Below are some records; output exactly the lines from the line with "Target: yellow wildflower" to the line with "Objective: locate each instance of the purple", both ends kept, and nothing more.
DATA UNDER STUDY below:
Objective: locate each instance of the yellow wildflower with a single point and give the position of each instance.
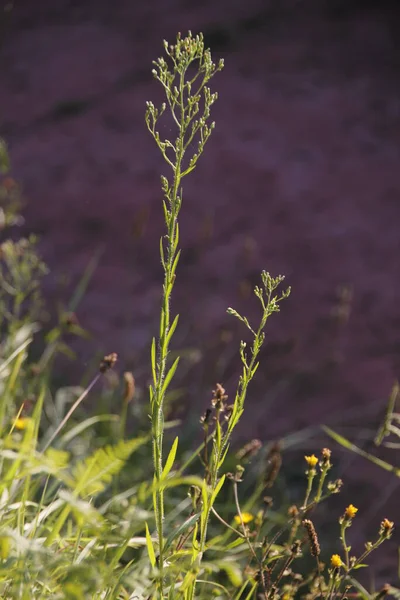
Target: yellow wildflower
(336, 561)
(22, 423)
(351, 511)
(386, 528)
(312, 460)
(247, 517)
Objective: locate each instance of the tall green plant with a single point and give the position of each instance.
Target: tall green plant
(184, 76)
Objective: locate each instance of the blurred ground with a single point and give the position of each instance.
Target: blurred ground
(301, 177)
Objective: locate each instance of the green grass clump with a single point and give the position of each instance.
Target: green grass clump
(87, 511)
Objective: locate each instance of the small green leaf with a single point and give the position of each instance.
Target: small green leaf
(172, 329)
(169, 376)
(170, 459)
(150, 547)
(186, 525)
(153, 360)
(217, 490)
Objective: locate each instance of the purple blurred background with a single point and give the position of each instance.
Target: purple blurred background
(301, 177)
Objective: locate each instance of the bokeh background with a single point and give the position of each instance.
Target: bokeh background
(301, 177)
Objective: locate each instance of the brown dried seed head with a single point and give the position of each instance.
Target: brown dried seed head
(315, 548)
(108, 362)
(274, 463)
(129, 389)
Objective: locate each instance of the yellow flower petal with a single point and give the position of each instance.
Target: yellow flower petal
(312, 460)
(336, 561)
(22, 423)
(351, 511)
(247, 517)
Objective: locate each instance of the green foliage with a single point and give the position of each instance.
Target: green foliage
(89, 512)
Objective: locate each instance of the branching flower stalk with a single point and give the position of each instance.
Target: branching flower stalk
(220, 444)
(184, 77)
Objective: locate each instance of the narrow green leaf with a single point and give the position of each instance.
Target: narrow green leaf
(153, 360)
(217, 490)
(170, 460)
(172, 329)
(186, 525)
(175, 263)
(150, 547)
(162, 252)
(169, 376)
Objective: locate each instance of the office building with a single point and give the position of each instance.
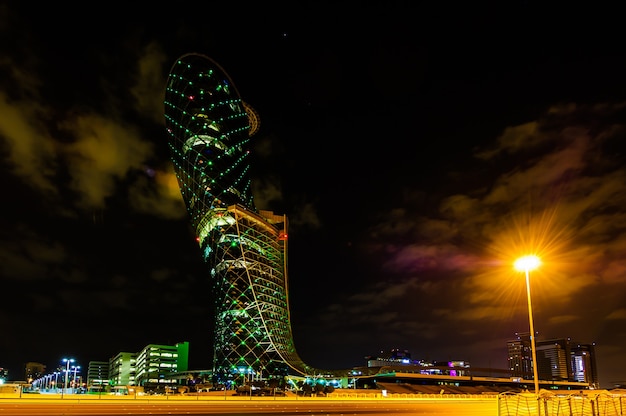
End of DATA UNDER STUDY.
▸ TASK OUTPUT
Target: yellow wildflower
(336, 561)
(22, 423)
(351, 511)
(386, 528)
(312, 460)
(247, 517)
Objective: locate each instance of the tall green plant with a single point and give the position of each instance.
Target: tall green plant
(184, 76)
Objective: locate each instance of the blurred ground with a single point and give the position of each instance.
Target: blurred ground
(301, 177)
Objective: locate each instance of the green grass clump with a single point and give the position of each instance.
Target: green grass clump
(87, 511)
Objective: locate each instance of the small green leaf with a single point and give the position of each instance.
Target: small green leaf
(172, 329)
(169, 376)
(170, 459)
(150, 547)
(186, 525)
(153, 360)
(217, 490)
Objective: locate each instance of the purple blurred background with a single point and give the position of each instance.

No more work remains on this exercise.